## What the task requires
Rewrite the items from the line with "Question. Provide the position of each instance of the silver" to the line with "x=483 y=192", swapping "earmuff" for "headset" and leaving everything else the same.

** begin Dataset excerpts **

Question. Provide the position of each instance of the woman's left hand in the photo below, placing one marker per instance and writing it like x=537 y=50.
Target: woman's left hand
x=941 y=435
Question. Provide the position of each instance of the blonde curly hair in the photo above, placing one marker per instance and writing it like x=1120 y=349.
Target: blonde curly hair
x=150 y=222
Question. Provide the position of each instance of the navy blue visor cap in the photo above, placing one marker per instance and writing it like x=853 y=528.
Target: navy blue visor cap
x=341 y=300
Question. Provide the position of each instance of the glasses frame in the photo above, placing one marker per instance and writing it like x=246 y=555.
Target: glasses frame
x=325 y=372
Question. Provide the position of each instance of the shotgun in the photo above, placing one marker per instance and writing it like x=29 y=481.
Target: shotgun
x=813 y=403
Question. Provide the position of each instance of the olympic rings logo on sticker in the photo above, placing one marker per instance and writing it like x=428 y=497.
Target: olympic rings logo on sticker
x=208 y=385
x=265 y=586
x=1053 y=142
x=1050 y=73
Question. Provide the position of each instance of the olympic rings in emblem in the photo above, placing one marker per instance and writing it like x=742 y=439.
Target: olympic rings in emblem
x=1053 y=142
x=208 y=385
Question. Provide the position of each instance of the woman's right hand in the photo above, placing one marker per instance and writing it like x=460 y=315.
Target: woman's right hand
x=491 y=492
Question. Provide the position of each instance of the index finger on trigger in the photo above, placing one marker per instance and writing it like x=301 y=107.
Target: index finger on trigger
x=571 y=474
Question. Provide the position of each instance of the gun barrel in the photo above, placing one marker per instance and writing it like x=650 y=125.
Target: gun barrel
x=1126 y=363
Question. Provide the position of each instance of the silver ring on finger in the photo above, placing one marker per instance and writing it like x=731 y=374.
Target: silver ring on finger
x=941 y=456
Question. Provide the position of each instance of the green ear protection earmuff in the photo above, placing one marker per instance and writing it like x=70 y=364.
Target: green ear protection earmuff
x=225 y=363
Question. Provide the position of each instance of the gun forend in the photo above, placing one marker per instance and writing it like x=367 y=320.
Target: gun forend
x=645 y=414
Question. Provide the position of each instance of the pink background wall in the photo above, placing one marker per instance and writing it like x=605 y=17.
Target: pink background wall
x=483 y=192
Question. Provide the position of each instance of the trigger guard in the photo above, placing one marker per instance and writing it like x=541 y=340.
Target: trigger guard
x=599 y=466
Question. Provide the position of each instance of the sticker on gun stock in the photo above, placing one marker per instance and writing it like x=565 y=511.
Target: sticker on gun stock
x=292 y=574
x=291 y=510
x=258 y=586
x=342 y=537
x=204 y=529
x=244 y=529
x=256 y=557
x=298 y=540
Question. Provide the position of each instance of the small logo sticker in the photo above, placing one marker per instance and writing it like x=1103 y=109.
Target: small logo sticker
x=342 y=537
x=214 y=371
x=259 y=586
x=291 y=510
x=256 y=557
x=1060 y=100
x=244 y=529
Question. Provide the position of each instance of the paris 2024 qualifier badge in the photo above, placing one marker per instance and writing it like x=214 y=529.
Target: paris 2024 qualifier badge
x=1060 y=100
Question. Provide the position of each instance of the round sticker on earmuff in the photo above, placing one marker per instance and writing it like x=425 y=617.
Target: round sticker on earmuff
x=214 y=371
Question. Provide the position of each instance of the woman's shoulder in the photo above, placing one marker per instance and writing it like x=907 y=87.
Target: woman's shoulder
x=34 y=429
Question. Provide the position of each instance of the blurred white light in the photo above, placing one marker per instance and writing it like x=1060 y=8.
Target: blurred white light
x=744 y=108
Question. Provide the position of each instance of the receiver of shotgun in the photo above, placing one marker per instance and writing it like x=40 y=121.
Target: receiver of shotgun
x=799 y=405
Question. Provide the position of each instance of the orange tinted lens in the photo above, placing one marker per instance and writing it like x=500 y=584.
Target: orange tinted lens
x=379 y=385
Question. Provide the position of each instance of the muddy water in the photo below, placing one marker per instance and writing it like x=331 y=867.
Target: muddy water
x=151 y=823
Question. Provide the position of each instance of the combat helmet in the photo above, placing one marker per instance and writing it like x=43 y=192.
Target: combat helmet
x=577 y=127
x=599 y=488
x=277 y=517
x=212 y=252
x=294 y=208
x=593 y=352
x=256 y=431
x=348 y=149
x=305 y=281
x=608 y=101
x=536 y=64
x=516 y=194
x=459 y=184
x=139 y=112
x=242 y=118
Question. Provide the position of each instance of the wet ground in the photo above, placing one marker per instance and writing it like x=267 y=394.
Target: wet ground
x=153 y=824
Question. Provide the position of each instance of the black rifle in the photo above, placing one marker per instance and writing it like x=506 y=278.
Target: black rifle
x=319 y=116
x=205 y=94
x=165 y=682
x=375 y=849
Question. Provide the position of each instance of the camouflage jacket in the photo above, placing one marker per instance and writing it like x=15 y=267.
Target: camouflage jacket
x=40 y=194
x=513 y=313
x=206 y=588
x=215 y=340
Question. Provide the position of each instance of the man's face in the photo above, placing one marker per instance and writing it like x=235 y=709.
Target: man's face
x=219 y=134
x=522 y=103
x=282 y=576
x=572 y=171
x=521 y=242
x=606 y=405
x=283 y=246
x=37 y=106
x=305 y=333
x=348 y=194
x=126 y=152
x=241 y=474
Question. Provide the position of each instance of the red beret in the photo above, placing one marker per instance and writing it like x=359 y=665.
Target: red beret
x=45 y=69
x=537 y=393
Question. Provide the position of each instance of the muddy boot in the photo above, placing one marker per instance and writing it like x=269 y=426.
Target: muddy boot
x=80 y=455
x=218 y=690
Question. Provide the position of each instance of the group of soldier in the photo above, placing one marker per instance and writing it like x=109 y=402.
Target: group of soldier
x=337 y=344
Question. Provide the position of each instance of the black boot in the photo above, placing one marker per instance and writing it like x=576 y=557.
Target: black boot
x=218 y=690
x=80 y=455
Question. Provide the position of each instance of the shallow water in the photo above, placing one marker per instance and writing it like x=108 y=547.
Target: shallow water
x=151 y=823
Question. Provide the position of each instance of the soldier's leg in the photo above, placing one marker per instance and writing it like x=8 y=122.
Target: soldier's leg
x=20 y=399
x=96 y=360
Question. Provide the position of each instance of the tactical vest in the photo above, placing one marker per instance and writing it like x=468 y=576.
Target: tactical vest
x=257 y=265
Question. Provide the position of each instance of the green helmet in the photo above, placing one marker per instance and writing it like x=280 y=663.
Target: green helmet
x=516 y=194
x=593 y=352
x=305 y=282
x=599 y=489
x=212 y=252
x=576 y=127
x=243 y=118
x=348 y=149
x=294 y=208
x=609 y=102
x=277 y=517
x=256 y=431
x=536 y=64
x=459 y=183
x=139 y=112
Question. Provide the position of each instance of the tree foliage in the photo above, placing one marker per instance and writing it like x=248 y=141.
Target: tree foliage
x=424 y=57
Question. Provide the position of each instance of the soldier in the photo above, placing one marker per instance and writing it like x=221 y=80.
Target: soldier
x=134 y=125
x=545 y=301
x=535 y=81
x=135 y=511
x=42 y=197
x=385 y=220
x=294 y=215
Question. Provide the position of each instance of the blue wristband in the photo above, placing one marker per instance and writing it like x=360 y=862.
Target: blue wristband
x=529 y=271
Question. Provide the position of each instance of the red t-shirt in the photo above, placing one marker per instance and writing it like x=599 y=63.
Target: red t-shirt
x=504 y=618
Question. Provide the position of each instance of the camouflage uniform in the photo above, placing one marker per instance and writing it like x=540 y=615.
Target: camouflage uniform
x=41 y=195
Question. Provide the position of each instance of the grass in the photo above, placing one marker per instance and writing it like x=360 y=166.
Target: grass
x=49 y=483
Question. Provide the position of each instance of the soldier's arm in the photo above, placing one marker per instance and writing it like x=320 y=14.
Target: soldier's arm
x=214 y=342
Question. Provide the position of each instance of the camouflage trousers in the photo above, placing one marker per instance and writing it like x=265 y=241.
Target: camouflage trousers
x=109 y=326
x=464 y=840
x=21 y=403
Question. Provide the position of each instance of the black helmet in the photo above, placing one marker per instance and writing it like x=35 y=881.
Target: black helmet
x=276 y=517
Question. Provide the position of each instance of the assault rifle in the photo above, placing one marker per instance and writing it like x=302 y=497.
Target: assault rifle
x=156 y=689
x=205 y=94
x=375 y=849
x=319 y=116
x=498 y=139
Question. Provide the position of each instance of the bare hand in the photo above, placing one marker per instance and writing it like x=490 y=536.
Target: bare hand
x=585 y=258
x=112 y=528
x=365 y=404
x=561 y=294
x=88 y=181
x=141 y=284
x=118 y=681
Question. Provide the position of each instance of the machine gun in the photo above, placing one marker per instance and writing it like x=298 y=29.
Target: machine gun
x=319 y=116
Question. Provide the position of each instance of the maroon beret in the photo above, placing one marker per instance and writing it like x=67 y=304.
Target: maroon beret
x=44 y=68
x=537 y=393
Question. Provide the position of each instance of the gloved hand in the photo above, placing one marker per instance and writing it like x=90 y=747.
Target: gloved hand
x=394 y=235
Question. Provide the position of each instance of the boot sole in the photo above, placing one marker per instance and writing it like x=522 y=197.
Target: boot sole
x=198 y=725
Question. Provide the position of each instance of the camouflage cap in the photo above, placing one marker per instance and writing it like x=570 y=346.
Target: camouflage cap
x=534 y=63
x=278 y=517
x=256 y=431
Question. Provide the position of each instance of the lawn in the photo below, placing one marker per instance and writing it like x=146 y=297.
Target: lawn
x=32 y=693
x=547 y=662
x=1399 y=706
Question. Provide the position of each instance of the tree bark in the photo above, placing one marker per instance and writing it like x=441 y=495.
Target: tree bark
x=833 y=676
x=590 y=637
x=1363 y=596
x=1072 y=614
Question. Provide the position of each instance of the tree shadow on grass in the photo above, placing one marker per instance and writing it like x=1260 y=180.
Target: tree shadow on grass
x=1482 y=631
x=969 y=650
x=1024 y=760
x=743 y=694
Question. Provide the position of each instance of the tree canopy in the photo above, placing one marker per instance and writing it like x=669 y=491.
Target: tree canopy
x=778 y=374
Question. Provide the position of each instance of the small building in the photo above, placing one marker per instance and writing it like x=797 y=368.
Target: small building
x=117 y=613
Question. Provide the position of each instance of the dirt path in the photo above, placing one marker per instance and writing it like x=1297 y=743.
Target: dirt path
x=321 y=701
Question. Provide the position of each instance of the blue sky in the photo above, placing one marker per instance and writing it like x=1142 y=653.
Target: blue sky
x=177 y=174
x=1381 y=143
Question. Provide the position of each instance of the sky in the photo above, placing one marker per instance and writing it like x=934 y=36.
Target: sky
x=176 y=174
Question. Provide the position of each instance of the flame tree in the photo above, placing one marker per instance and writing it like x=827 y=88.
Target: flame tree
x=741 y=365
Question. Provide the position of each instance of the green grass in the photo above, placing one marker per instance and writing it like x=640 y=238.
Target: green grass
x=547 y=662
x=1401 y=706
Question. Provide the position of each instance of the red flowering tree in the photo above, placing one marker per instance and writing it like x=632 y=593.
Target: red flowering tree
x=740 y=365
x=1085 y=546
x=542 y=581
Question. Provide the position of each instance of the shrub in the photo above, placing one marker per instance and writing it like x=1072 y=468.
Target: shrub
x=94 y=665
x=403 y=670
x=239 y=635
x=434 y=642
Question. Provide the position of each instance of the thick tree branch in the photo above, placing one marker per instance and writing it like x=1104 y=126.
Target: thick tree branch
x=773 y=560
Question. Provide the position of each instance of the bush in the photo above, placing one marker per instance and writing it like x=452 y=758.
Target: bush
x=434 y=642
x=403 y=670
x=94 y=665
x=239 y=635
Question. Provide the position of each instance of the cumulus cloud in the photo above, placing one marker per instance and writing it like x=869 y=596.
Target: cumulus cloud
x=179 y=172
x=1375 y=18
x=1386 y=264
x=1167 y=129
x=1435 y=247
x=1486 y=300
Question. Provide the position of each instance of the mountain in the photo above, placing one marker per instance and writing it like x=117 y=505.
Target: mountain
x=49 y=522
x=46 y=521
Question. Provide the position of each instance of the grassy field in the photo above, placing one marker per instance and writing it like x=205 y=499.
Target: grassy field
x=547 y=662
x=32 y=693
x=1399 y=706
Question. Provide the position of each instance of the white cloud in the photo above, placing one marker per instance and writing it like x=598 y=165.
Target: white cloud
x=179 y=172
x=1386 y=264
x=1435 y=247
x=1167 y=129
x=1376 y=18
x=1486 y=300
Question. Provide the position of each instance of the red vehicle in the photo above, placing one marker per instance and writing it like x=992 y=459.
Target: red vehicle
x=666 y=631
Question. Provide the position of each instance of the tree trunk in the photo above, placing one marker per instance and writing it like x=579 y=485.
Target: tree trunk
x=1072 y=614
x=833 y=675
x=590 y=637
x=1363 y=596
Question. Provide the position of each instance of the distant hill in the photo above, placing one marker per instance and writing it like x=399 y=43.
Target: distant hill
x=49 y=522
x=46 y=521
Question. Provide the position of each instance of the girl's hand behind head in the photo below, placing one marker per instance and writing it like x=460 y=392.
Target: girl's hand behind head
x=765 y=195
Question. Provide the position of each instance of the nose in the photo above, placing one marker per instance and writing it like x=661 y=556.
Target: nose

** end Dataset excerpts **

## Result
Question. Provide the position of each instance of the silver ring on finger in the photo above, placing one marker per instance and writing it like x=731 y=374.
Target: silver ring on finger
x=941 y=456
Question. Provide the position of each instance of the green ear protection headset in the photo above, placing one marker per instance and writing it like x=70 y=364.
Target: green ear protection headset
x=225 y=363
Question. Provide the position of each instance of the gun forend in the photo above, placing one marker per instance and writing it like x=367 y=320.
Target: gun forend
x=645 y=414
Question. Provide the position of each instance of the pink background wall in the photo above, placing one marker per instance and writing it like x=605 y=17.
Target: pink background wall
x=483 y=192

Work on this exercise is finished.